SELECTED TEXT
## begin

I try to understand why Ray wants to work as a vendor when he just finished college. He explains that he doesn’t have any connections to find office work, and a high starting salary would be around RMB2,000 but no more than RMB3,000. Working as a food seller, he could make RMB500 per day, or at least that’s what he thought based on his friend who’d tipped him to the site.

Ray keeps emphasizing that he isn’t above manual labor. During summer breaks, he worked
in a coal mine, a cell phone factory and a restaurant. He doesn’t think an office job is the hallmark of success. His friends who work in offices have to stay 12 hours a day. They’re paid less or the same as migrants and have little freedom. He didn’t feel tied down to an employer, and it was a good feeling.

When we arrive home, Li Jie and Mr. Long prepare dinner by flashlight as Ray and I unload the carts. We put the beers back in the freezer and bring all the chairs inside. I estimate we spend three hours a day loading and unloading the carts.

Dinner is ready around 9pm. We have meat. Every day around dinnertime Li Jie says, “We have to start making at least some money so that we can buy food. We need to buy meat.” For migrants, eating meat is a symbol of prosperity because for so long villagers could only eat meat a few times a year.

The first days of selling dumpling have been disastrous. The business is only averaging RMB100 per day. Ray keeps reminding the family of his friend’s situation and that with time, they’ll also make RMB500 a day. Mr. Long points out that the friend sells good food and has return customers. No one ever comes back to our cart.

Li Jie is getting nervous, but she’s always had the strength to carry the people around her. She wasn’t going to let a few complications or her husband’s low morale get in the way of making her investment back. Nevertheless, I can see that everyday activity has begun to wear on all of our bodies.

For me, the hardest part is using the bathroom. When my feet wade through the piles of trash blocking the entrance, I realize the buzzing I hear is a swarm of flies. The odor is like nothing I have ever experienced. I have no words for it. I avoid it as much as possible. In past fieldwork, I’m usually with street vendors who sell in areas where I could pop into a KFC or McDonalds. But here the village bathroom is my only option.

Though I am doing hard labor in higher than 30-degree weather, I am very calculating about drinking water. I sip as little as possible, just enough to moisten my tongue so that it doesn’t stick to the top of my mouth. Yesterday was super hot, but I only used the bathroom twice.

The pit inside is filled to the top with feces, female pads and trash. There is a rotting dog foot in the female bathroom. I want it removed, but I don’t know how. I feel bad that other bathroom users have to see it and I feel horrible every time I see it.

Things like this paralyze me because there’s nothing I can do. There’s simply no time
or means to make this place cleaner. Everyone feels this way. Everyone wants to remove the trash and dead dog paws. But where do you begin when no one is responsible? Where do you begin when you are exhausted and worried about your next meal?

With a schedule where we wake up at 4am, there is simply no time to do anything but prepare for the next meal or anticipate sleep. Everyone collapses at the end of the day. Every night I bike home thinking: I can’t wait to sleep.

It’s finally 10pm. Most families are asleep so there’s no line at the faucet. I take advantage of the privacy to wet a small towel and wipe the dust and sweat off. I’m shy about wiping down in front of everyone. Since it’s summer, families are always outside. There’s no privacy, but no one else is shy. Li Jie wipes down her armpits, breasts, legs, stomach and butt cheeks in the open.

## end

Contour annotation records
## begin

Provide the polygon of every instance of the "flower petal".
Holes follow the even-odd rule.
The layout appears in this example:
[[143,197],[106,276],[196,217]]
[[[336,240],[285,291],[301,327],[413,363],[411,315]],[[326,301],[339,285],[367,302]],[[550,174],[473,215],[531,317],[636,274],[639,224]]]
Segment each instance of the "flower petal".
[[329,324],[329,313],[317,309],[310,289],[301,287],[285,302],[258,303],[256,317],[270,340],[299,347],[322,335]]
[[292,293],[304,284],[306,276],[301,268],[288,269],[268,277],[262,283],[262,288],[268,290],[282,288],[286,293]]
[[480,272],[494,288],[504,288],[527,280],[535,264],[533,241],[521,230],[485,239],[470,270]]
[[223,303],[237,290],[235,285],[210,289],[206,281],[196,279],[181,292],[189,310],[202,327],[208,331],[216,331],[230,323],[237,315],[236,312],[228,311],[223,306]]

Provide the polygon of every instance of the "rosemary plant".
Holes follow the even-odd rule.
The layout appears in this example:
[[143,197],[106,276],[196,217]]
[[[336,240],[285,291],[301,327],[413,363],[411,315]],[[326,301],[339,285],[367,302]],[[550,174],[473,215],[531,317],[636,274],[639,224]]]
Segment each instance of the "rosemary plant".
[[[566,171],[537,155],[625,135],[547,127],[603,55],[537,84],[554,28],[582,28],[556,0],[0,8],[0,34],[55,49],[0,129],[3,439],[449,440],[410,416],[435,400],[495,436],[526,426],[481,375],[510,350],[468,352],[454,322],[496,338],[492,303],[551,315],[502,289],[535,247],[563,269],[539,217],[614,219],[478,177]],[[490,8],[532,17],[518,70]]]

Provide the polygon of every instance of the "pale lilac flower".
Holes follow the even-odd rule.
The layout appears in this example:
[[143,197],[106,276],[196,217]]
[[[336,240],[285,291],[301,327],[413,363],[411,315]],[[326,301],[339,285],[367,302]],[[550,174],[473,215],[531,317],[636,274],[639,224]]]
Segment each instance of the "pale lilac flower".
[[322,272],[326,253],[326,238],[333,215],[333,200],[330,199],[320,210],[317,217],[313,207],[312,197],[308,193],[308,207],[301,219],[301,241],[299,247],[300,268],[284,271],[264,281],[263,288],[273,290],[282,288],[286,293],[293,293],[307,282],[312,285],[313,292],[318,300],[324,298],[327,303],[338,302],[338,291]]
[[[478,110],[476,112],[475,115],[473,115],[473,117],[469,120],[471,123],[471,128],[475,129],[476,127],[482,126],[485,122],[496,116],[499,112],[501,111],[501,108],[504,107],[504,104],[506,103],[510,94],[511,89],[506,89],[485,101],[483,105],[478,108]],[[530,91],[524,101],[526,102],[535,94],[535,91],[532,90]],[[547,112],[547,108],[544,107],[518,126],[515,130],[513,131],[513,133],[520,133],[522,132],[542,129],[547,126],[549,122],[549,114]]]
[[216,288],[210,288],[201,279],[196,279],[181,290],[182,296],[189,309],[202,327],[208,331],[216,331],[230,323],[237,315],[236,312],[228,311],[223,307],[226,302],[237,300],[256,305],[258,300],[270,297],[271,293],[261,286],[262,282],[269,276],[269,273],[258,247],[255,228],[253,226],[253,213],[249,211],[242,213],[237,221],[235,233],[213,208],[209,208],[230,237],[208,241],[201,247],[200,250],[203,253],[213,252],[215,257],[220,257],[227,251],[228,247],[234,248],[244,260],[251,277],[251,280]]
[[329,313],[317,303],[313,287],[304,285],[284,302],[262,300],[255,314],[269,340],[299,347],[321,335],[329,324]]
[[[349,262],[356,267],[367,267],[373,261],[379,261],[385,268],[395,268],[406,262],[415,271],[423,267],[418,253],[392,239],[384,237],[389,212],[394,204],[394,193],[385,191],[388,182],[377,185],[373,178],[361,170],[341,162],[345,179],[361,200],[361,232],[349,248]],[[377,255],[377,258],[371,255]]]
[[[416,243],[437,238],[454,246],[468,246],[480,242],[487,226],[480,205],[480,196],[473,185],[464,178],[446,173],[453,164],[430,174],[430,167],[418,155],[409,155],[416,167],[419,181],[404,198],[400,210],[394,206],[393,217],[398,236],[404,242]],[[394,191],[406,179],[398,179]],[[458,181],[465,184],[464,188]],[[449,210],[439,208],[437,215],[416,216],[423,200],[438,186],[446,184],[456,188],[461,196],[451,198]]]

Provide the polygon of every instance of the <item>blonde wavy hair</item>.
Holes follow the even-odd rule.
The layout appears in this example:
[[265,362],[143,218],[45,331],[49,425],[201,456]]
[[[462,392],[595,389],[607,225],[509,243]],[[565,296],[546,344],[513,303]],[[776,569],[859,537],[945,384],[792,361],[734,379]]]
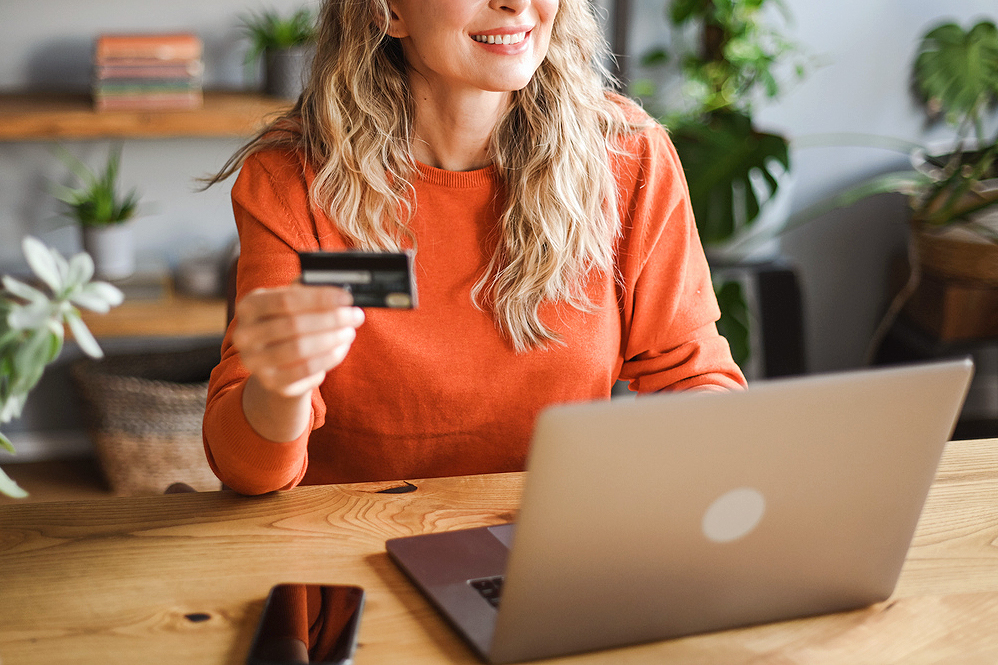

## end

BRIEF
According to the account of dumpling vending above, how much was the business averaging per day during its first days?

REPLY
RMB100 per day.